### TASKS TO PERFORM
1) List every number written in digits in the forum post about airline beds, not counting its opening date and time line.
2) Reproduce the forum post about airline beds from "Quoting JGPH1A (Reply" to "to the aisle.", inclusive.
3) Carry on the forum post about airline beds from its last line.

━━ QUOTED PASSAGE ━━

Sun Dec 09, 2007 6:22 am



Quoting JGPH1A (Reply 3):
If a bed isn't 180 degrees flat to the floor, it isn't flat. Fully-flat beds are way way more comfortable than the slopey-flat ones, there is just no comparison. I can actually sleep on a fully flat bed, I have much more difficulty on the sloping ones - the footrests are never big enough, you just keep sliding down.

= I actually prefer an older styled heavy cushioned J seat (like DL's Biz Elite) than angular-flat seat.

Quoting Bill142 (Reply 11):
Why would you want a bed that is truly parallel to the aisle? You're going to get blood rushing to your head for most of the flight if you're sleeping parallel to the aisle.

= Huh?

━━━
━━ GIVEN MATERIAL ━━

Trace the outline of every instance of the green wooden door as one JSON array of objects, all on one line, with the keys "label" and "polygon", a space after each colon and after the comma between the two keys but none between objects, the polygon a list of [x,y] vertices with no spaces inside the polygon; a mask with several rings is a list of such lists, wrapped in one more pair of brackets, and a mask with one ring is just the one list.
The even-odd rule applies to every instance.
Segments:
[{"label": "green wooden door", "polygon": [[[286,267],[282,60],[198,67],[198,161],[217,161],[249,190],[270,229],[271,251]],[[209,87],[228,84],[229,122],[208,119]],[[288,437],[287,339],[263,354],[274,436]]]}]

━━━

### ANSWERS IN ORDER
1) 180, 3, 11

2)
Quoting JGPH1A (Reply 3):
If a bed isn't 180 degrees flat to the floor, it isn't flat. Fully-flat beds are way way more comfortable than the slopey-flat ones, there is just no comparison. I can actually sleep on a fully flat bed, I have much more difficulty on the sloping ones - the footrests are never big enough, you just keep sliding down.

= I actually prefer an older styled heavy cushioned J seat (like DL's Biz Elite) than angular-flat seat.

Quoting Bill142 (Reply 11):
Why would you want a bed that is truly parallel to the aisle? You're going to get blood rushing to your head for most of the flight if you're sleeping parallel to the aisle.

3)
Quoting Albird87 (Reply 13):
I can understand how this can be mixed up but if an airline advertises as a lie-flat seat, that means that it can be anything from a sloped flat surface to a horizontally flat seat. Its up to how the airline advertises it and to make sure that you understand what the airline says. However if the airline then markets it as a bed i do beleive then that it has to be horizontally flat. I think that also when an airline adverts the seat as lie flat..... expect a slopped seat. When they advertise it as a bed.... expect a horizontal flat seat.

= But angular-flat is rarely totally lie-flat ... so its indeed a lie (pun intended - bad I know). Most lie-flat seats have odd places where they recline which leads to an uncomfortable flight.

Quoting Fly2CHC (Reply 14):
Etihad
South African
Virgin
British Airways
Air New Zealand

= Jet Airways, Singapore Airlines (new Business class), Cathay Pacific, Air Canada (new Business Class), All Nippon, Air India (new Business Class), EOS, Etihad, TAM ... at least these are the ones I recall from flights in the past year or so.

Cheers,
A.
Live, and let live.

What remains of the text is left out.